-- Job --
Reproduce the records from the line containing "Where can you spot the white window" through the end of the records, including the requests, and offset every coordinate in the answers by -10.

Pointing and labeling records:

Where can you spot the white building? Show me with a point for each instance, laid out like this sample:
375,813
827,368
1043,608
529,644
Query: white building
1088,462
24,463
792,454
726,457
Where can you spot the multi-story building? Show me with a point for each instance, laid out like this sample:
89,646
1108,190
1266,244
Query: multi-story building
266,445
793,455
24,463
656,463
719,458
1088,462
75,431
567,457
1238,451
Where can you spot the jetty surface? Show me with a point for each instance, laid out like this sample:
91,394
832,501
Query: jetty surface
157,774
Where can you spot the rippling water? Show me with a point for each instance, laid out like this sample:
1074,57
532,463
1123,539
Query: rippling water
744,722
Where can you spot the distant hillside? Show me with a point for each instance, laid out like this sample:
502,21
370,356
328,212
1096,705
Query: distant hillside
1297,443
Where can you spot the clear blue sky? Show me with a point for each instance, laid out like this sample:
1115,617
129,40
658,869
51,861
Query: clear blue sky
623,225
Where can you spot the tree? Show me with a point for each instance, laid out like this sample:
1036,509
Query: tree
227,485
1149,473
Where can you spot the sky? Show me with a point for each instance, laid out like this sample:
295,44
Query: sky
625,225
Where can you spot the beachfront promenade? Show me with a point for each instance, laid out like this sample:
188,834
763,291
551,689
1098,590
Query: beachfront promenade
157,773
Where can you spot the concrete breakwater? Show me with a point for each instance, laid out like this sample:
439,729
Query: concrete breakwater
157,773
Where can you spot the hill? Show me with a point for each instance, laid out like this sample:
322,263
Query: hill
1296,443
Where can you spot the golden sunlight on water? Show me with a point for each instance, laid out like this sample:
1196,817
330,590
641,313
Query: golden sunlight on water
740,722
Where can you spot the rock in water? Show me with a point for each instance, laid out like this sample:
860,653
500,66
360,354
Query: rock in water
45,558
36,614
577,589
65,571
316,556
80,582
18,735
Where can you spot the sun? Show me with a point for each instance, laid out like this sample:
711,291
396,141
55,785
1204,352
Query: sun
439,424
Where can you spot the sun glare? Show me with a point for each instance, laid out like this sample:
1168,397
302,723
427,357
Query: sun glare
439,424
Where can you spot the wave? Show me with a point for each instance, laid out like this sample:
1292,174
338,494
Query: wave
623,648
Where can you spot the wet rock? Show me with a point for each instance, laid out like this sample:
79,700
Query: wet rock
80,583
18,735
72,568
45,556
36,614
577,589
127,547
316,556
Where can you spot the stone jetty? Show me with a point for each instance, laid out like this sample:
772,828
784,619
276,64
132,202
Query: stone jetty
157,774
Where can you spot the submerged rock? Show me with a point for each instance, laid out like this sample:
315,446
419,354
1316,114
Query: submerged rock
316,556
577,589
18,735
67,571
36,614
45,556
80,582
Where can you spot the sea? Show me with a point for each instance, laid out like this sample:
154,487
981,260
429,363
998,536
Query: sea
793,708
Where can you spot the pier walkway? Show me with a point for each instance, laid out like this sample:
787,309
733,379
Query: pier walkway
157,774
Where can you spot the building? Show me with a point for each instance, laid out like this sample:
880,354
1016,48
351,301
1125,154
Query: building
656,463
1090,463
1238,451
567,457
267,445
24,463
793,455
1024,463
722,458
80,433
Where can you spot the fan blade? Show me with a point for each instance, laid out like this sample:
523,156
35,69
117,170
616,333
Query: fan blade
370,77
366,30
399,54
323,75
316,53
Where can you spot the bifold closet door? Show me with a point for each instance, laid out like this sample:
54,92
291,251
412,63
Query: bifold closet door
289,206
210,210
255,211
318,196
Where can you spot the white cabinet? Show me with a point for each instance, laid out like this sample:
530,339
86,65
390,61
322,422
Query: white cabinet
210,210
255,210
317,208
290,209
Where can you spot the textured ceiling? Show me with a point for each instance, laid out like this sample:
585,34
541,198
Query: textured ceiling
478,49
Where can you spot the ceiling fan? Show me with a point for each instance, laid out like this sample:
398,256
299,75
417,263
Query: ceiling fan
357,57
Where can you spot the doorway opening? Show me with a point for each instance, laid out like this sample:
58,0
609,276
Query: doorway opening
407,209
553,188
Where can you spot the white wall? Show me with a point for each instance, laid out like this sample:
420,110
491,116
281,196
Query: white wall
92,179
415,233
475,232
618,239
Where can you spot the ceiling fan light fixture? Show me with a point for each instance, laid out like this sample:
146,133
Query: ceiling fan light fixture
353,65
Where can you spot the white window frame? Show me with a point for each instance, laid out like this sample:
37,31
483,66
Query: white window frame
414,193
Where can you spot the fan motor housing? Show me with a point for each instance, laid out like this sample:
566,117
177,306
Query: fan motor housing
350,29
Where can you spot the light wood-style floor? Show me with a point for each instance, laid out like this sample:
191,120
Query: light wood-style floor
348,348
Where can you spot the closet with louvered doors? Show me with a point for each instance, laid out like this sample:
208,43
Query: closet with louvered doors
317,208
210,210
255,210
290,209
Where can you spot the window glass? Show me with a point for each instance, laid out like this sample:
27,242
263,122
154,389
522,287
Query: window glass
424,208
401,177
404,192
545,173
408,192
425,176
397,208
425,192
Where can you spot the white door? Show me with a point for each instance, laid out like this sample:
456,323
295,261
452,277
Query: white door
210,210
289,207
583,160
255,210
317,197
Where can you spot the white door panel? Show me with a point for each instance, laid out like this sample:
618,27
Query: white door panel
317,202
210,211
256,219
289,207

-- The answer --
Where can you spot the white window frame? Show me with a point for each instance, laid out like this sample:
37,31
483,66
Query: white window frame
404,183
Where can you spot the fan motor housing? Show me with a point for each instance, laid out like this sample:
566,117
177,306
Query: fan motor housing
340,19
Where can you spot the light wood-style floor? Show me with a point for each instance, laid out like this sample:
191,120
Query: light wood-style floor
338,338
Where can you spot the closet with louvered doors? Show me with a point for each instance, laid out like this sample:
208,43
Query: closet with louvered doors
307,198
200,200
245,200
280,199
Where can you spot the window glass? Show me with a point for each instance, laid out like this sample:
27,242
263,122
154,389
522,287
Query: window glass
414,198
391,167
394,182
535,163
398,182
415,166
387,198
415,182
Where can you spot the white door? Show me with a point for each instance, laid out like this sample:
456,323
295,261
452,277
Query: white door
200,200
279,197
573,150
245,200
307,187
Where can you spot the white door panel? Show me with a point for each instance, laid out like this sample:
618,27
Query: white door panel
307,192
200,201
246,209
279,197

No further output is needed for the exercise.